→ EXERCISE MATERIAL
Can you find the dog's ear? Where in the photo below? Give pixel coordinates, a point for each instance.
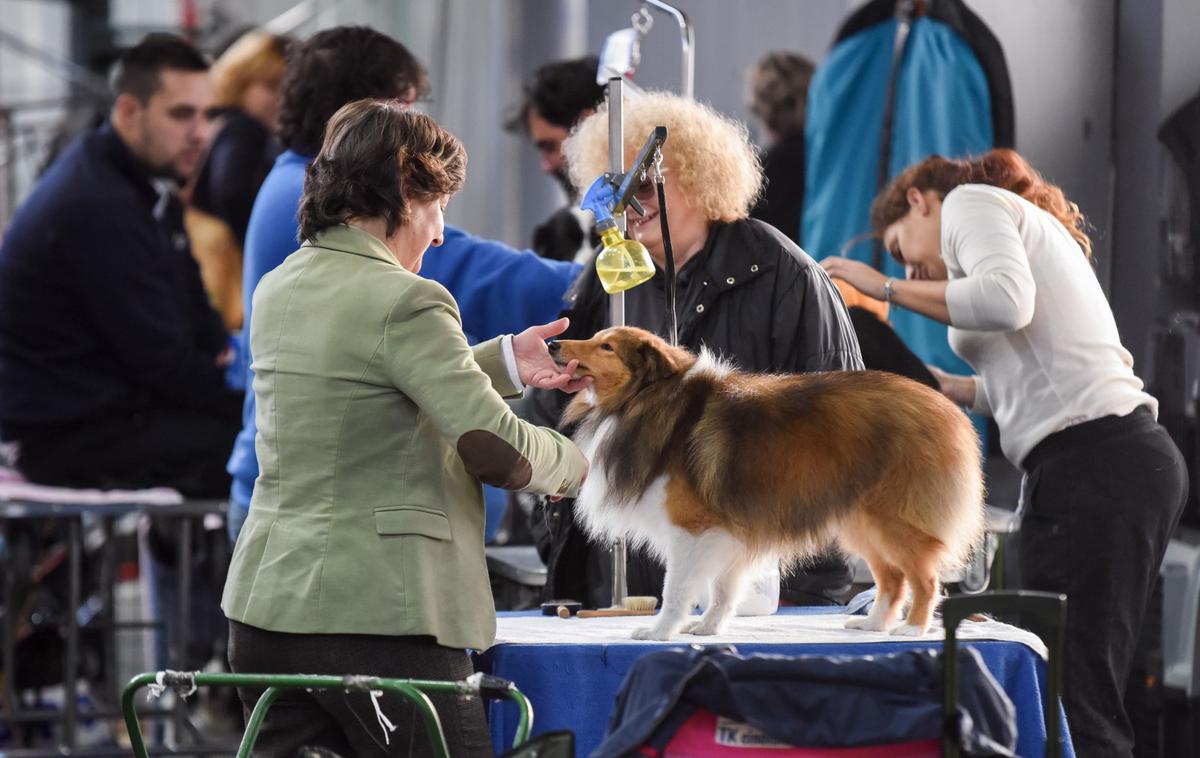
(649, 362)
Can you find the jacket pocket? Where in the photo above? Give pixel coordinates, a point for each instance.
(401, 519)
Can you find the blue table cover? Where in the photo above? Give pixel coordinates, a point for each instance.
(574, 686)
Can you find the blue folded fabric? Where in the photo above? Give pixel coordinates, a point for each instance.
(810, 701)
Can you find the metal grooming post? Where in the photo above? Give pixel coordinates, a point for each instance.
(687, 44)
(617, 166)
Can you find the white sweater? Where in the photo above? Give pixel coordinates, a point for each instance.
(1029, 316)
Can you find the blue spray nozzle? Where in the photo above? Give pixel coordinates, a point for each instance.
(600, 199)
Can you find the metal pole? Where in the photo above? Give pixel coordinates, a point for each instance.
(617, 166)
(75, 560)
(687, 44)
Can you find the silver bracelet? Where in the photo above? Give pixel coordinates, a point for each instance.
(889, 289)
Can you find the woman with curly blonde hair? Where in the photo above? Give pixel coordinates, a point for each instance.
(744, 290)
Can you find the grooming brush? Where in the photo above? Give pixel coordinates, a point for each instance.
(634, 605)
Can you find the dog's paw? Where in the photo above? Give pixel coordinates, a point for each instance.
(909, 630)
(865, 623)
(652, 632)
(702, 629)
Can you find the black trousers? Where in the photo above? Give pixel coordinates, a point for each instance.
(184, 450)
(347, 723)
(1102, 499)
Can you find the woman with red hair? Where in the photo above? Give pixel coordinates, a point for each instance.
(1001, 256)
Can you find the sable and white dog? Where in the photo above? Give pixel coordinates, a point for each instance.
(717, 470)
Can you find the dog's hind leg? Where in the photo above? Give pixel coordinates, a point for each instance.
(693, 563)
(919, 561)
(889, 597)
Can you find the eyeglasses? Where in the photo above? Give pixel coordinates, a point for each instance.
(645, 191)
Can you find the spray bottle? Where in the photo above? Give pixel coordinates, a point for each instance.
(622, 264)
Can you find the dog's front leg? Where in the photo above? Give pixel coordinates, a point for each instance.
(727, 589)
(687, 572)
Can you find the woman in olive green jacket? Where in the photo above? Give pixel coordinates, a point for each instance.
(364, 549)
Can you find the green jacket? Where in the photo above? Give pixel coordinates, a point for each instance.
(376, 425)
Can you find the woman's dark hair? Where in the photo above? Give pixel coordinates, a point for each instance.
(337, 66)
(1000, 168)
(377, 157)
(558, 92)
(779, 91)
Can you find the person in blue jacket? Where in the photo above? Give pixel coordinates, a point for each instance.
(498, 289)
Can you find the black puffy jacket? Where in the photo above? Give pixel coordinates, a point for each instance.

→ EXERCISE DIRECTIONS
Retype all of the lines above exactly, and leave the picture out.

→ SOLUTION FOR THIS TASK
Can you find the dog's ear? Where in the photo below? Give pixel coordinates, a point for each instance.
(649, 362)
Can you find the jacket pocket? Where in the photo above? Give pixel coordinates, a point for each instance.
(401, 519)
Can you find the blue table cover? Where in the photo above? Give pixel coordinates, a point for each instance.
(574, 686)
Can you find the blue folded fabric? Where in the photo above? Give pixel coordinates, a point for each instance.
(810, 701)
Can you find the metal grooming post? Where in the photo above? Give pixel coordinates, a point for each instance.
(687, 44)
(617, 166)
Can you find the white sweater? Where in the photo above? Give pixel coordinates, a point for each instance.
(1029, 316)
Can you find the blue spray nozzle? Where in the photo above? Give pixel coordinates, a point for each instance.
(600, 199)
Can you find the metal pole? Where in the photo above? Give pixel coordinates, a point for each instance.
(617, 166)
(75, 560)
(687, 44)
Can you find the silver bracelet? Where in the photo above? Give pixel coordinates, a point for each instance.
(889, 289)
Can you find the woman with curly blonde hair? Where in the photo above? Give pixel coordinates, a point for each instance.
(744, 290)
Can you find the grooming brush? Where in the photo above? Give pixel coordinates, a point for each instance.
(634, 605)
Can you find the dog's paw? Where in the photo above? Give pixel coordinates, a point for each instance.
(909, 630)
(865, 623)
(652, 632)
(702, 629)
Can you find the black trousers? Where in the photo above? Give pixel coordinates, a point for each instance.
(184, 450)
(347, 723)
(1102, 499)
Can you find the woman with red hair? Where in the photo above? Give pixel coordinates, a point for each instance.
(1001, 256)
Can you find the sable and white dog? Where in the photo above? Give pixel coordinates, a point for each instance.
(717, 470)
Can you find the dog's hind leg? Where in the photo above? Give pixel coordinates, a point for each instance.
(693, 563)
(919, 561)
(889, 597)
Can you find the eyeglasses? Where in the photo above? Give pixel coordinates, a point for each instance.
(645, 191)
Can you find the spray bottle? Where in the photo above? Give pixel coordinates, a point for each instance.
(622, 264)
Can you find the dog's front leg? Where in the photo above? Give pixel coordinates, a point for each instance.
(727, 589)
(687, 572)
Can you find the woman in olive green jacket? Where in the photo above? Give pixel coordinates, a point for each instance.
(364, 549)
Can you find the green jacket? Where in the photo above? Give pixel coordinates, a point for each instance.
(376, 425)
Can you find the woman's dark hair? Where in the photo above? Give pixel coordinates, a point for each instance.
(337, 66)
(1000, 168)
(377, 157)
(558, 92)
(779, 91)
Can you find the person in blue jacket? Where in the photo above? Give pixel coordinates, a point for each instance.
(498, 289)
Can you find the black puffy jacket? Where in the photo above? Give pixel coordinates, a point for each instance.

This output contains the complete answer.